| Problem requirements |
Read the records and write them out again exactly.

| Listed entries |
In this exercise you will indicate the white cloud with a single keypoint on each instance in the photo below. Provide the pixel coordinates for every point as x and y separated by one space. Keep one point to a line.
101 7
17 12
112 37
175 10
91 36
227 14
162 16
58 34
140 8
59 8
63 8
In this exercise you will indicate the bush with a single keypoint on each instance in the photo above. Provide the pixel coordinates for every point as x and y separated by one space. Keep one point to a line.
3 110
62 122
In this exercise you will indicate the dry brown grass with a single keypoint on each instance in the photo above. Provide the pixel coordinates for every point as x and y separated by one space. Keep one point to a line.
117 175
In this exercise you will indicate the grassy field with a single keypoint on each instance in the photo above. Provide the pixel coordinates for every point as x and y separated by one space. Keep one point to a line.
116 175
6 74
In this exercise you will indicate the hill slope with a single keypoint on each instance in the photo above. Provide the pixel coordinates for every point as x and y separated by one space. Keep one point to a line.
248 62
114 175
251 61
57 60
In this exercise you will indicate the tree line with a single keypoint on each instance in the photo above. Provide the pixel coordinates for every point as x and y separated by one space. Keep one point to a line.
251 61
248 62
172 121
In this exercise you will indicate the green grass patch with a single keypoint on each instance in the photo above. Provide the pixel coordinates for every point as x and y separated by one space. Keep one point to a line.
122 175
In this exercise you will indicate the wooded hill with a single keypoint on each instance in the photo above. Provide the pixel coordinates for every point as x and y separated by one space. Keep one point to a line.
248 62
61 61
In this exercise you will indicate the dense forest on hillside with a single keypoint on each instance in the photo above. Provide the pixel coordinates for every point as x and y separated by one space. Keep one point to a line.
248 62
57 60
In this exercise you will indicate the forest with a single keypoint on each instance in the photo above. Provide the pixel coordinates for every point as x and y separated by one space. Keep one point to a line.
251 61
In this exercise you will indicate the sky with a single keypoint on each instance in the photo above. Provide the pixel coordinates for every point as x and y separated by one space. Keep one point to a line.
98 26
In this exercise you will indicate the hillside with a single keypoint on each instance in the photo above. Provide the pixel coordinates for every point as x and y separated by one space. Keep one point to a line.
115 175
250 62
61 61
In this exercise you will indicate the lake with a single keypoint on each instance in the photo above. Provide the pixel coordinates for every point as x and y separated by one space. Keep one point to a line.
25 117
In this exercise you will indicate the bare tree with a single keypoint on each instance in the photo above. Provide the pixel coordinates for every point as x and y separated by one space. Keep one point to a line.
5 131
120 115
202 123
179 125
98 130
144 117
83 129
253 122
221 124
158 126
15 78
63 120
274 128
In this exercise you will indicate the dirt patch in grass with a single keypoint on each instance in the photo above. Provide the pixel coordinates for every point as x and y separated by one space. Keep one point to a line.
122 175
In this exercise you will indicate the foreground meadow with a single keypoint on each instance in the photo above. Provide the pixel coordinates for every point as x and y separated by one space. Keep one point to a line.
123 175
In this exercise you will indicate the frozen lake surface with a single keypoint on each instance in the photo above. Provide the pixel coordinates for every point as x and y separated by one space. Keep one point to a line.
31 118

| Written answer |
In this exercise you will indicate the white cloud with a single keypoint on each instance in the photo below. Provide the pixel coordinates for every point as x and y separated by one space. Keep one point to a line.
101 7
17 12
112 37
175 10
91 36
227 14
162 16
58 34
140 8
59 8
63 8
In this exercise you will indicate the bush with a single keypoint on each instance in the photo above. Provide the pixel coordinates for every point as x and y separated by one space. Keep one point to a line.
3 110
62 122
In this exercise you will indicate the dry brown grass with a single keypoint on each instance in the photo above. Provide the pixel coordinates for every point as x and y separated by one space. Keep one point to a line.
117 175
In this exercise you will indicate the grassy field with a single keypoint on each instance in the photo above. Provide the pixel coordinates for every point as x and y separated by one space. Keep one point to a line.
116 175
6 74
In this exercise you will indicate the hill slope with a single keypoint on each instance in the photo above. Provide the pixel coordinates for every point as x and y separated by one space. Keep one point to a line.
248 62
114 175
251 61
57 60
In this exercise you will indicate the tree line with a single keypoint on each instance in the photo above. Provide the pixel coordinates for every point as x and y separated by one space. Keep one point to a line.
251 61
248 62
172 121
In this exercise you will indicate the green grass patch with a single keypoint on each instance in the photo above. Provide the pixel coordinates for every point as x and y separated by one space. Keep one point to a line.
122 175
In this exercise you will indicate the wooded hill with a single keypoint on each instance in the photo above. Provide the pixel coordinates for every point as x and y separated by one space. Keep one point to a line.
248 62
61 61
In this exercise you will indicate the dense forest on hillside with a single keypoint on each instance in the photo above. Provide the pixel coordinates for every point as x and y separated by one space. Keep one point to a line.
248 62
57 60
In this exercise you will indicate the forest with a single keypoint on each instance in the photo above. Provide the pixel coordinates for every point as x and y separated by one space. Keep one point to a line.
251 61
In this exercise you will indicate the sky with a single keypoint on each instance in the photo above. Provide the pixel coordinates for every point as x and y separated by one space. Keep one point to a line.
98 26
In this exercise you will indicate the hillside with a single keypoint on each instance in the photo above. Provide the pixel coordinates for every point as x and y separated by one space. Keep one point to a line.
115 175
250 62
61 61
In this exercise you will indicate the lake with a single keypoint on each instance in the photo above. Provide the pixel coordinates for every point as x and y separated by one space. Keep one point to a line.
25 117
In this exercise you will indicate the bare tree with a single keypoint on each instance in the photo above. Provide the pixel coordinates for every point as x and y separated by one space. Keep one point to a line.
5 131
120 115
202 123
179 125
98 130
144 117
83 129
253 122
221 124
158 126
15 78
63 120
274 128
In this exercise you will indicate the dirt patch in grass with a single keypoint on each instance in the photo above. Provide the pixel coordinates for every point as x and y separated by one space. Keep one point to a line.
122 175
In this exercise you will indicate the foreground meadow with a single keypoint on each instance in the photo above. Provide the pixel coordinates for every point as x and y separated by one space. Keep one point to a line.
123 175
In this exercise you will indicate the frozen lake surface with a single keypoint on each instance in the photo above. Provide the pixel coordinates for every point as x and y separated by one space. Keep one point to a line.
31 118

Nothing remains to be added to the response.